_RECORD SET_:
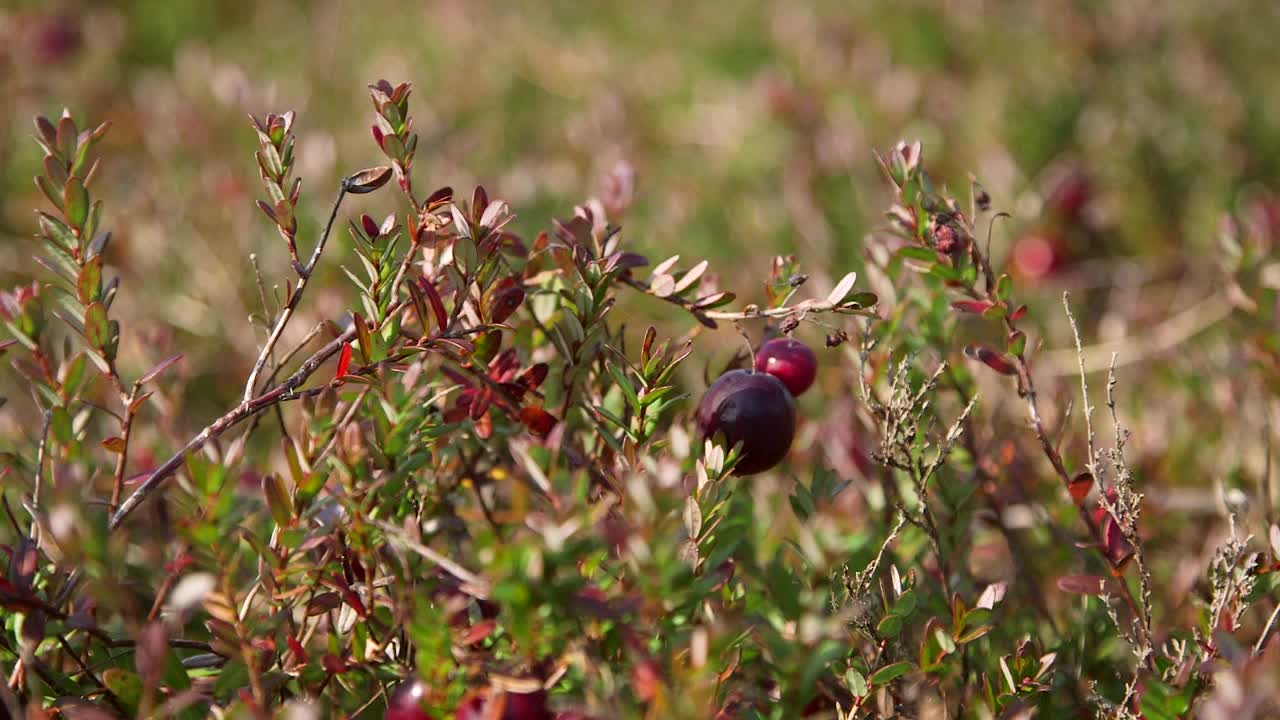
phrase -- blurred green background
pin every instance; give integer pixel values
(750, 128)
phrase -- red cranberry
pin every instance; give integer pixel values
(789, 360)
(406, 702)
(526, 706)
(1036, 256)
(754, 409)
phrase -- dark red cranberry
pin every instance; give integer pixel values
(526, 706)
(406, 702)
(754, 409)
(789, 360)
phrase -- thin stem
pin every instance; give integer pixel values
(291, 306)
(123, 456)
(709, 317)
(1084, 386)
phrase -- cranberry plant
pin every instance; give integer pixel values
(480, 492)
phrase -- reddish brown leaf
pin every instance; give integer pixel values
(428, 287)
(506, 301)
(976, 306)
(484, 425)
(479, 632)
(1080, 487)
(538, 420)
(300, 654)
(991, 358)
(343, 360)
(369, 180)
(1080, 584)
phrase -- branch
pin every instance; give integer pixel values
(709, 317)
(1164, 337)
(287, 314)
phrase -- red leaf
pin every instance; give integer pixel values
(343, 360)
(1079, 487)
(484, 425)
(300, 654)
(976, 306)
(1080, 584)
(538, 420)
(991, 358)
(506, 302)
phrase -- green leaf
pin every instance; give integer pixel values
(76, 201)
(88, 285)
(890, 627)
(97, 328)
(890, 673)
(60, 424)
(1004, 286)
(905, 604)
(625, 386)
(856, 683)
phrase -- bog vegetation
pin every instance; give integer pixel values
(484, 472)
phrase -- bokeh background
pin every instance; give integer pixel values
(1115, 133)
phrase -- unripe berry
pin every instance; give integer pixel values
(789, 360)
(754, 409)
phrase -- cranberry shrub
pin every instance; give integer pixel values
(480, 488)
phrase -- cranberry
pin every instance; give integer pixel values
(789, 360)
(754, 409)
(406, 702)
(1038, 255)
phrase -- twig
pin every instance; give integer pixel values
(287, 314)
(709, 317)
(1266, 630)
(1162, 338)
(1084, 386)
(123, 456)
(479, 587)
(40, 460)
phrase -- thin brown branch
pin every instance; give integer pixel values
(291, 306)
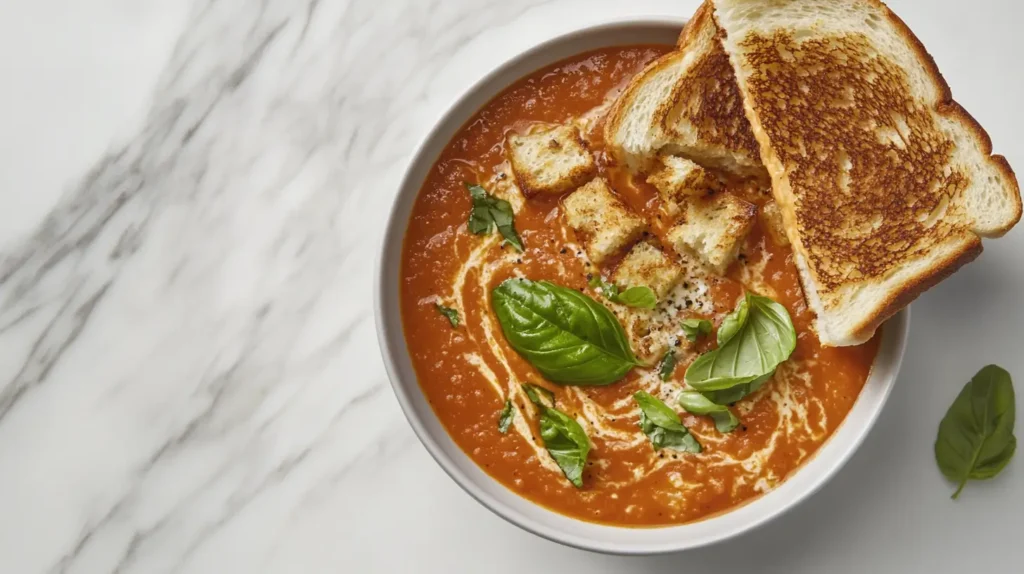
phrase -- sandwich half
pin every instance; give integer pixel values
(884, 182)
(685, 103)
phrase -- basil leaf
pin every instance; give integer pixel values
(609, 291)
(537, 395)
(449, 312)
(753, 342)
(734, 394)
(668, 365)
(489, 212)
(695, 328)
(640, 297)
(505, 417)
(976, 437)
(696, 403)
(568, 337)
(567, 443)
(662, 425)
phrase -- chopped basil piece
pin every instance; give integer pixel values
(696, 403)
(489, 212)
(539, 395)
(505, 417)
(662, 425)
(695, 328)
(641, 297)
(668, 365)
(567, 443)
(452, 314)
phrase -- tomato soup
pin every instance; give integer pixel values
(468, 371)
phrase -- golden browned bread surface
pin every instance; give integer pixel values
(685, 103)
(885, 183)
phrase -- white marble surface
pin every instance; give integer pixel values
(190, 197)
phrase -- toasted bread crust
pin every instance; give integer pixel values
(707, 97)
(687, 103)
(626, 100)
(951, 108)
(912, 290)
(873, 164)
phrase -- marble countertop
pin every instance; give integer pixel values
(190, 201)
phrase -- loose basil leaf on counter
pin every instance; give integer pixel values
(452, 314)
(537, 395)
(696, 403)
(754, 340)
(489, 212)
(662, 425)
(976, 437)
(568, 337)
(567, 443)
(641, 297)
(505, 417)
(695, 328)
(668, 365)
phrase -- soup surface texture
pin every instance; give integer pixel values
(468, 371)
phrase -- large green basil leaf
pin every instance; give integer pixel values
(567, 443)
(489, 212)
(734, 394)
(753, 342)
(696, 403)
(662, 425)
(976, 437)
(568, 337)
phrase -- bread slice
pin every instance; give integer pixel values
(685, 103)
(885, 182)
(553, 161)
(601, 220)
(713, 228)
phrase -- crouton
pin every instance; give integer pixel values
(771, 218)
(713, 228)
(601, 220)
(652, 332)
(678, 178)
(554, 161)
(648, 266)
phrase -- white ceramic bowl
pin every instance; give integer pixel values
(493, 494)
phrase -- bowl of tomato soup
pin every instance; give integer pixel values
(586, 464)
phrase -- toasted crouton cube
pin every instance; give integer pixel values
(647, 265)
(601, 220)
(714, 228)
(771, 218)
(679, 178)
(652, 332)
(553, 161)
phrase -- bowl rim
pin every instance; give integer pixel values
(393, 349)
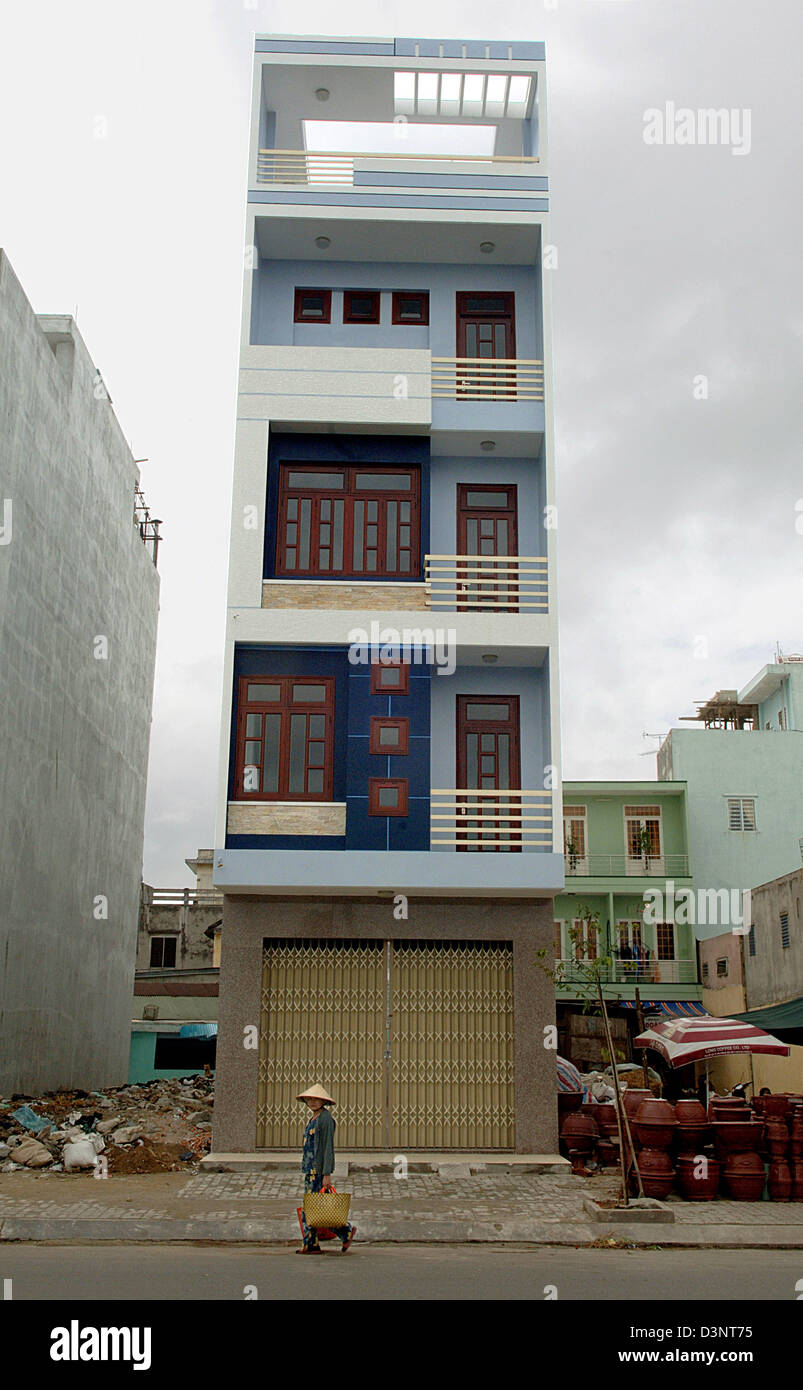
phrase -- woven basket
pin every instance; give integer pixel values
(328, 1208)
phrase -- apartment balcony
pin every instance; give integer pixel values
(486, 584)
(493, 820)
(481, 177)
(630, 972)
(627, 866)
(360, 388)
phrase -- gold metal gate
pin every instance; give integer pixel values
(413, 1039)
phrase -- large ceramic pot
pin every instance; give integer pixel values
(691, 1112)
(580, 1133)
(796, 1169)
(657, 1172)
(780, 1180)
(738, 1136)
(691, 1139)
(743, 1176)
(632, 1098)
(696, 1180)
(777, 1137)
(655, 1123)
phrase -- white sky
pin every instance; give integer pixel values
(122, 178)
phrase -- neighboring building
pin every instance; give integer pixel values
(623, 840)
(78, 619)
(393, 473)
(743, 773)
(175, 991)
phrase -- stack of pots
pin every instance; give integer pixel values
(653, 1126)
(698, 1171)
(738, 1139)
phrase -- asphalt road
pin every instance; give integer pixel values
(392, 1272)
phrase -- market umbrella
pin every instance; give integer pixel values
(568, 1077)
(681, 1041)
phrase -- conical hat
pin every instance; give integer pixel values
(316, 1093)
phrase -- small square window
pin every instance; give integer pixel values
(389, 736)
(388, 795)
(389, 679)
(313, 306)
(410, 306)
(163, 952)
(360, 306)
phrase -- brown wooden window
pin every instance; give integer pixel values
(360, 306)
(348, 521)
(313, 306)
(410, 306)
(389, 679)
(285, 738)
(388, 795)
(389, 736)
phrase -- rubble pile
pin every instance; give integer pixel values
(153, 1127)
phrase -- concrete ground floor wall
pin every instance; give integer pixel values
(252, 920)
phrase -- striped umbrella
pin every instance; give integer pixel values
(567, 1076)
(693, 1040)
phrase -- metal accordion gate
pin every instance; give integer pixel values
(413, 1039)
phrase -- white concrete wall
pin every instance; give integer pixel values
(74, 730)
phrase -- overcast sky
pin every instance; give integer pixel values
(122, 180)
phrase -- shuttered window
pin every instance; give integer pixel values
(741, 813)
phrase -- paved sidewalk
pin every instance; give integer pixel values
(527, 1208)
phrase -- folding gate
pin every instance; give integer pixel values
(414, 1040)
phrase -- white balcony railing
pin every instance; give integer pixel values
(491, 819)
(318, 167)
(486, 378)
(631, 972)
(496, 583)
(627, 866)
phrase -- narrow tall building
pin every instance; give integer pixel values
(389, 823)
(78, 617)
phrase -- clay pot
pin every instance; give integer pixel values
(657, 1172)
(738, 1137)
(703, 1187)
(743, 1175)
(655, 1123)
(796, 1169)
(780, 1180)
(580, 1133)
(777, 1137)
(606, 1118)
(689, 1139)
(632, 1098)
(689, 1112)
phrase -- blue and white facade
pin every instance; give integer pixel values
(391, 738)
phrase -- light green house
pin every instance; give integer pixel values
(624, 840)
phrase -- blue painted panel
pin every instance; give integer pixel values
(411, 451)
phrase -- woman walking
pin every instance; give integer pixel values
(318, 1162)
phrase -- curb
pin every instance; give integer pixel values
(406, 1230)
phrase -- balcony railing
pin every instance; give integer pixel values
(318, 167)
(496, 583)
(486, 378)
(627, 866)
(491, 819)
(631, 972)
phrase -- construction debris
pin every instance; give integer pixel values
(152, 1127)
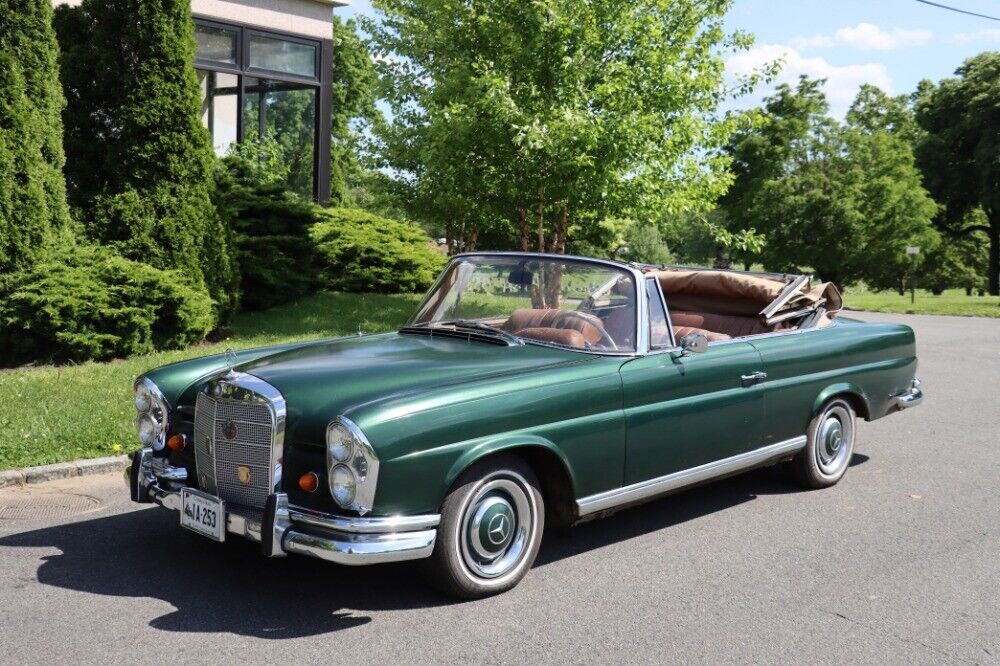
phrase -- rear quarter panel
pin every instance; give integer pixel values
(870, 361)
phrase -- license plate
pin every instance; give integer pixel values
(203, 513)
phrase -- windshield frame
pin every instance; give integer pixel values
(641, 305)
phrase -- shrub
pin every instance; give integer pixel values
(270, 228)
(32, 189)
(139, 160)
(86, 303)
(361, 252)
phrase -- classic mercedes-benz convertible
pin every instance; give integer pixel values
(527, 390)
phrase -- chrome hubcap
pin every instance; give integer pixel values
(496, 528)
(835, 439)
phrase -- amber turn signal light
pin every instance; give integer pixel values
(309, 482)
(177, 443)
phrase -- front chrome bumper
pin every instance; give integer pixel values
(283, 529)
(910, 398)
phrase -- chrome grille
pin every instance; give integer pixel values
(230, 407)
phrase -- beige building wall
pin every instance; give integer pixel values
(308, 18)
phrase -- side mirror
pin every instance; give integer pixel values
(696, 343)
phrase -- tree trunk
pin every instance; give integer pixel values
(721, 261)
(541, 218)
(561, 231)
(994, 266)
(524, 225)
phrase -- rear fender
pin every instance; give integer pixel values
(859, 400)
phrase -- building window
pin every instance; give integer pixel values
(216, 44)
(285, 112)
(282, 55)
(257, 85)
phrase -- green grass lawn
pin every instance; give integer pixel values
(54, 414)
(951, 302)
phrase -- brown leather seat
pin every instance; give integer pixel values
(681, 331)
(733, 326)
(566, 337)
(587, 325)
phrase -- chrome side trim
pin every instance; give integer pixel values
(643, 490)
(911, 398)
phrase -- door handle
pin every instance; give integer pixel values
(753, 377)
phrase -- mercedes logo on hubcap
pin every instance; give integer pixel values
(498, 529)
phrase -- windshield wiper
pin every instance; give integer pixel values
(478, 326)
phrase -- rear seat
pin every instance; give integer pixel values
(731, 326)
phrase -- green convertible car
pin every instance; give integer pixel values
(528, 389)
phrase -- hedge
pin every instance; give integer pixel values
(86, 303)
(361, 252)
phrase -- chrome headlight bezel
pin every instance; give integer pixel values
(148, 394)
(358, 459)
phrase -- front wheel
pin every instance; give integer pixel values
(829, 448)
(491, 529)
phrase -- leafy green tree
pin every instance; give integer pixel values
(957, 263)
(959, 154)
(843, 200)
(354, 84)
(32, 189)
(546, 117)
(140, 161)
(645, 245)
(875, 111)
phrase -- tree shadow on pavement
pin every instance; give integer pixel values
(231, 588)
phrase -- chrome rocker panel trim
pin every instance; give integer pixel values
(911, 398)
(644, 490)
(283, 529)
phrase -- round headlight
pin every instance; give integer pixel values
(148, 432)
(143, 399)
(344, 485)
(339, 443)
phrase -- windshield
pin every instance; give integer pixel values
(567, 302)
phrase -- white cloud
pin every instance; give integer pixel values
(989, 34)
(866, 37)
(842, 81)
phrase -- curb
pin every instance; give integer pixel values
(42, 473)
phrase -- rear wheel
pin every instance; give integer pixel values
(829, 448)
(491, 529)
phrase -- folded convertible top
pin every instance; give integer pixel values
(771, 297)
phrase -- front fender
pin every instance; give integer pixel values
(508, 442)
(860, 399)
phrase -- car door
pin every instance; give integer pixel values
(686, 411)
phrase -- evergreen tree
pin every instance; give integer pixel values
(140, 160)
(354, 83)
(32, 189)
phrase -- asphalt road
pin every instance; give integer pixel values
(899, 563)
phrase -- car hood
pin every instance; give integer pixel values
(326, 379)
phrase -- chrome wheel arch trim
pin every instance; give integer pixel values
(643, 490)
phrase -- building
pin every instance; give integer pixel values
(265, 69)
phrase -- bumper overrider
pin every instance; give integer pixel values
(911, 397)
(283, 529)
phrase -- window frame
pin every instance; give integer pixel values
(322, 83)
(666, 311)
(264, 73)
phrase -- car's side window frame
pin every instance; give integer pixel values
(649, 316)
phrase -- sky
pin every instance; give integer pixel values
(890, 43)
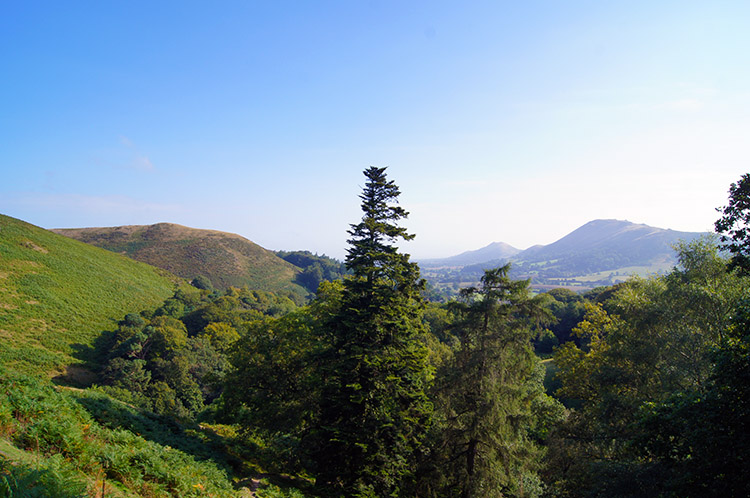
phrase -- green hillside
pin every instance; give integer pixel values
(226, 259)
(57, 295)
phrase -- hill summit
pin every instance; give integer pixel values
(226, 259)
(601, 252)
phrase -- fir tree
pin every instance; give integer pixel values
(487, 394)
(374, 410)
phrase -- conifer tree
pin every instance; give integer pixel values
(374, 408)
(487, 394)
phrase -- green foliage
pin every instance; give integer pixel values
(492, 410)
(734, 224)
(61, 449)
(315, 269)
(374, 409)
(649, 362)
(58, 295)
(225, 260)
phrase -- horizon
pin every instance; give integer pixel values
(498, 121)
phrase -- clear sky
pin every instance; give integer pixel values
(513, 121)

_EXERCISE BRIEF_:
Reproduce exactly, without any picture, the lines from the one bearing "phrase -- car's side window frame" to the last line of the records above.

_PROBLEM SOLUTION_:
phrase -- car's side window frame
pin every instance; give integer pixel values
(649, 316)
phrase -- sky
pin every instance; give integer pixel values
(890, 43)
phrase -- green hillside
pin every instance; give integer pixel values
(226, 259)
(57, 295)
phrase -- hill summit
pin every instance; give integer pixel values
(226, 259)
(601, 252)
phrase -- fir tree
pin every instance; give integer pixel values
(487, 394)
(374, 410)
phrase -- conifer tree
pin every instance; give integer pixel values
(374, 408)
(487, 394)
phrase -- green foliage
pin every instance; give integer pixel values
(492, 410)
(734, 224)
(61, 449)
(315, 269)
(374, 409)
(649, 362)
(58, 295)
(225, 260)
phrase -- horizon
pin every instance; give integer pixel values
(498, 121)
phrase -- clear sky
pin every instance; give integer pixel values
(513, 121)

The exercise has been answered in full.